━━━ RECORDS SHOWN ━━━

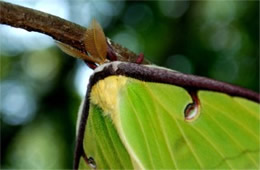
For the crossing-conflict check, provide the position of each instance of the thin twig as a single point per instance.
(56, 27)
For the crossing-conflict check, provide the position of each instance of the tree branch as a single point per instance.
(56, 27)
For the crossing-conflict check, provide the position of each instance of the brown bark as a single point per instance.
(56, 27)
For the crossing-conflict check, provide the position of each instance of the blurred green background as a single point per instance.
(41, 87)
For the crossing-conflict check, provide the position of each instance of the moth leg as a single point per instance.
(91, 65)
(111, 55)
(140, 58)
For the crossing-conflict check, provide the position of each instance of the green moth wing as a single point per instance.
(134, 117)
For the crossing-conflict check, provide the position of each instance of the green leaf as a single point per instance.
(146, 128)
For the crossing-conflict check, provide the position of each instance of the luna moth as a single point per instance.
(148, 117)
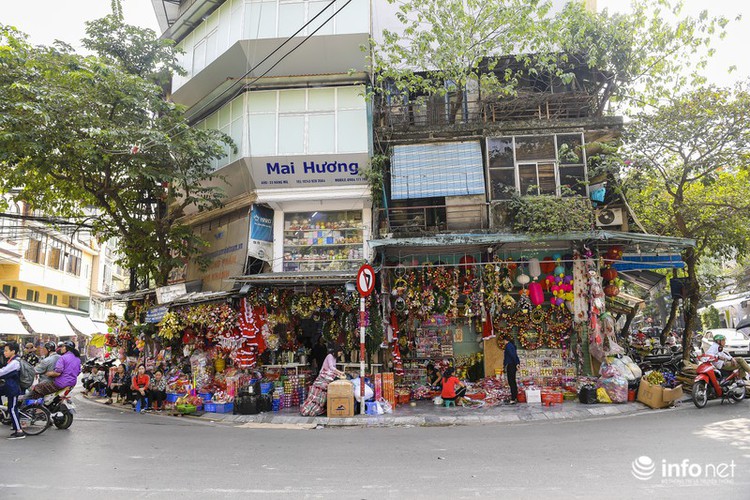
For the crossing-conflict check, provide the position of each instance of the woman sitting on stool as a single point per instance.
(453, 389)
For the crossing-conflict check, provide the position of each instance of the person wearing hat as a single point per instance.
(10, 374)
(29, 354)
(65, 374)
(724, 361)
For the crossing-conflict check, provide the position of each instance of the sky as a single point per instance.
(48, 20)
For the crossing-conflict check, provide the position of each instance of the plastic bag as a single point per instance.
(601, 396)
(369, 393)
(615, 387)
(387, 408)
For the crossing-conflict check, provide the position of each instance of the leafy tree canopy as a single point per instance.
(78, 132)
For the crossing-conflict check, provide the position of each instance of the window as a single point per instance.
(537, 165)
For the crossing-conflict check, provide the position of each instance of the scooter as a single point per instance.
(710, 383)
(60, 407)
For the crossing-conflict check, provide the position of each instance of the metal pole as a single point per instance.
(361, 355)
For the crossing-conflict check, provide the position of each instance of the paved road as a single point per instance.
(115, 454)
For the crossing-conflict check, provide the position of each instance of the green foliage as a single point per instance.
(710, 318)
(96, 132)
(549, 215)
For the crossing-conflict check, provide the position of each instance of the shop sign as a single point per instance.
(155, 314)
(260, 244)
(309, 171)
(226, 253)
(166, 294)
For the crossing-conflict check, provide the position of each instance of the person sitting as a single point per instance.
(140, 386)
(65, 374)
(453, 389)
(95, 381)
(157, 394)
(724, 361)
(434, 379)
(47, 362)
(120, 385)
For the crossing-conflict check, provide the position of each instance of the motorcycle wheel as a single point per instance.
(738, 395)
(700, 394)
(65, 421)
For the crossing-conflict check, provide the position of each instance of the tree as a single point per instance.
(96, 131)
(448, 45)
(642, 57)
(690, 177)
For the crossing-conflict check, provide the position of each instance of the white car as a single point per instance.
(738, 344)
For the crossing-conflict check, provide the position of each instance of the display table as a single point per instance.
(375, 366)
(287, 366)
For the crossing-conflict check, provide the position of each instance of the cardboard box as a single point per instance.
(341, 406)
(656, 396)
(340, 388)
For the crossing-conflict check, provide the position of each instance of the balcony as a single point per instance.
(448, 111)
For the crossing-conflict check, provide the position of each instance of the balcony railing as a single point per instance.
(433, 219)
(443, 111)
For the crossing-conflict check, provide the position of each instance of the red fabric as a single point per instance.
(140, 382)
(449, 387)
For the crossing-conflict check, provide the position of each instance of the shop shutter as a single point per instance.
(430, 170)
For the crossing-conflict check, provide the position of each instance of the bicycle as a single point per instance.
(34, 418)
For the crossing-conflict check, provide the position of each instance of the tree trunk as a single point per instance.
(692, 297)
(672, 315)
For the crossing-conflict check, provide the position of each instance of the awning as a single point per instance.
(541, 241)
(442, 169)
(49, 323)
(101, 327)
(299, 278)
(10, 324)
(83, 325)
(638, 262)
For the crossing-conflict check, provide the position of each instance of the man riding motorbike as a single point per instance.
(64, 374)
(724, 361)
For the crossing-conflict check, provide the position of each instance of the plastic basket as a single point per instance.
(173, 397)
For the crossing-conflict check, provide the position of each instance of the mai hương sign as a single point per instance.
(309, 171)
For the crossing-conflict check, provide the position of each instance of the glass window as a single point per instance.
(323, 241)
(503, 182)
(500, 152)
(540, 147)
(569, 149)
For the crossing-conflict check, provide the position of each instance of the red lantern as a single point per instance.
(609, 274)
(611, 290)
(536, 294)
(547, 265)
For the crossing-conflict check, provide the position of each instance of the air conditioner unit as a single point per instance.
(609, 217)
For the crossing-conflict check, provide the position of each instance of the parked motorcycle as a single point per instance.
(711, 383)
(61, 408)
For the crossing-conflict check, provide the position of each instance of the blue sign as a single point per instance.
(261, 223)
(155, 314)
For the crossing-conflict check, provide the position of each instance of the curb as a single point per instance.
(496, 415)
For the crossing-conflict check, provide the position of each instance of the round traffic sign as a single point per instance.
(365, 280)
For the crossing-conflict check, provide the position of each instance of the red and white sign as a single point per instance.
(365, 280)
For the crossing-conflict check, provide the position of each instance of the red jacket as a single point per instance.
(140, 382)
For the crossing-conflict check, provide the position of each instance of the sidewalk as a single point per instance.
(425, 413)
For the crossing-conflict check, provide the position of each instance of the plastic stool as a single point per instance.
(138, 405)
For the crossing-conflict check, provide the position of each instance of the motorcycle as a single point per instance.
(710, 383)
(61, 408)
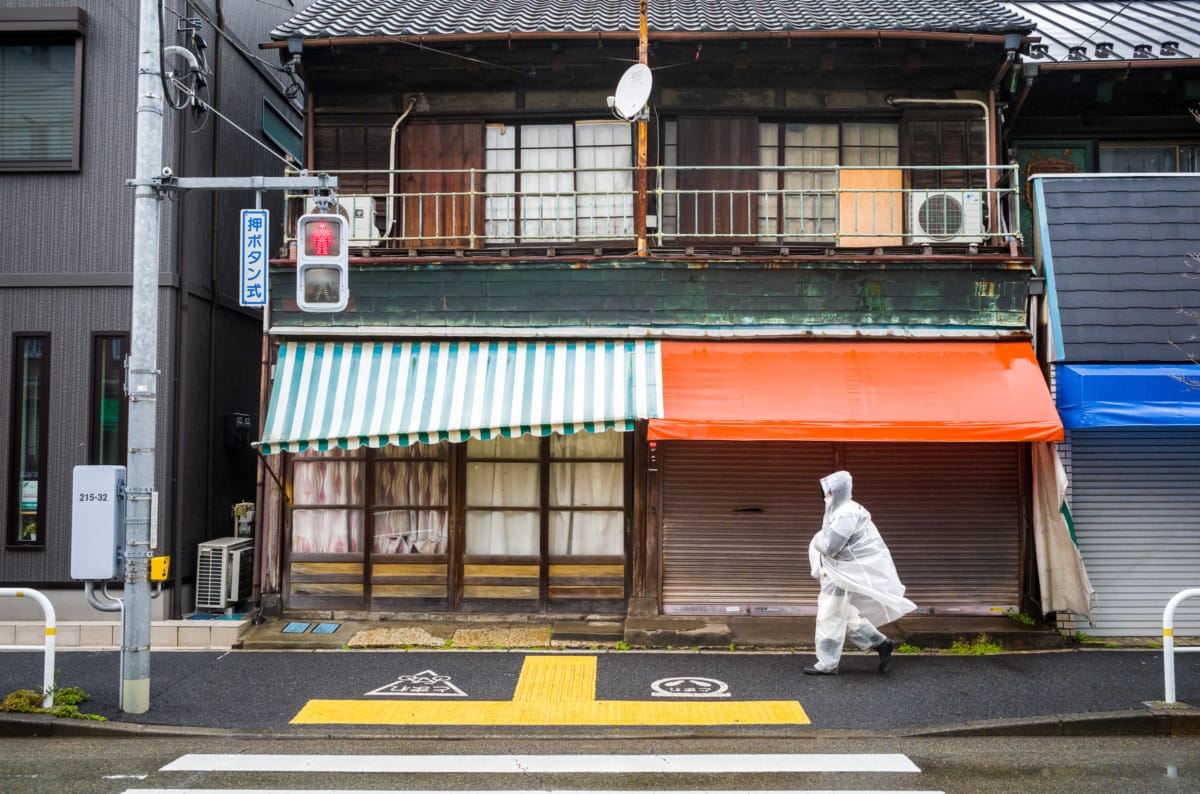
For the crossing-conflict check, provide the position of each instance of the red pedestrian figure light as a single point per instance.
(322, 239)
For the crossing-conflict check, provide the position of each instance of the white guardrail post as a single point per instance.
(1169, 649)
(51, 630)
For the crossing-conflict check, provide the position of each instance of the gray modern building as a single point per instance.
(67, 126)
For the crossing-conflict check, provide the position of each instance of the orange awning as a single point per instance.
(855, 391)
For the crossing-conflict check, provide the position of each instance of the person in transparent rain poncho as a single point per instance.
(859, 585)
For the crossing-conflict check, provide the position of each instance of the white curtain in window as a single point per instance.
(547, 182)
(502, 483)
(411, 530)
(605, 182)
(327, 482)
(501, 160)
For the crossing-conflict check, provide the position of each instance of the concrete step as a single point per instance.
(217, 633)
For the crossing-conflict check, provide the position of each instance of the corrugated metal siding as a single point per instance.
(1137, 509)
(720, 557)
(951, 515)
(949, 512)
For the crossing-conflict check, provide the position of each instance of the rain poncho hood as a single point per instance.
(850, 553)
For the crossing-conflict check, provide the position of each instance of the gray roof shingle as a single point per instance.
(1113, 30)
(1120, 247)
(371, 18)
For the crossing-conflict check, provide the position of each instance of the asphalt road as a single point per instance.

━━━

▸ **WHAT YOU WILL DO**
Starting with the line that contains "poncho as a single point per instance." and going on through the end of the entries, write every line out again, leaving the wording unchanged but adding 38 to each coordinate value in the answers.

▸ **WORKED SOLUTION**
For the crossing-conflict check, provide the position of each instance of the person in transparent rain poncho as a single point per instance.
(897, 623)
For the crossing-conflict check, provide the position of each instance of the white curtain in window as a single point per instance.
(585, 220)
(540, 521)
(449, 568)
(643, 220)
(365, 520)
(539, 198)
For the crossing-conflict check, provide the position of each instance of the concrete step as a single point per instance.
(255, 671)
For the crossing-conflict check, provide the position of each instance of the corrugated metal siding as a single point per instance.
(1175, 547)
(758, 595)
(989, 553)
(987, 550)
For the crossing-conflict check, provide the position of each instance of the rain poncho hood as a single point per instance.
(888, 591)
For the crossing-conflict check, provide the position of each instance of the gray roof shingle as a single point per instance.
(1151, 68)
(1158, 285)
(409, 56)
For the crossing-conflict check, provide the position of each instance of the asphalt road as a single point per instance.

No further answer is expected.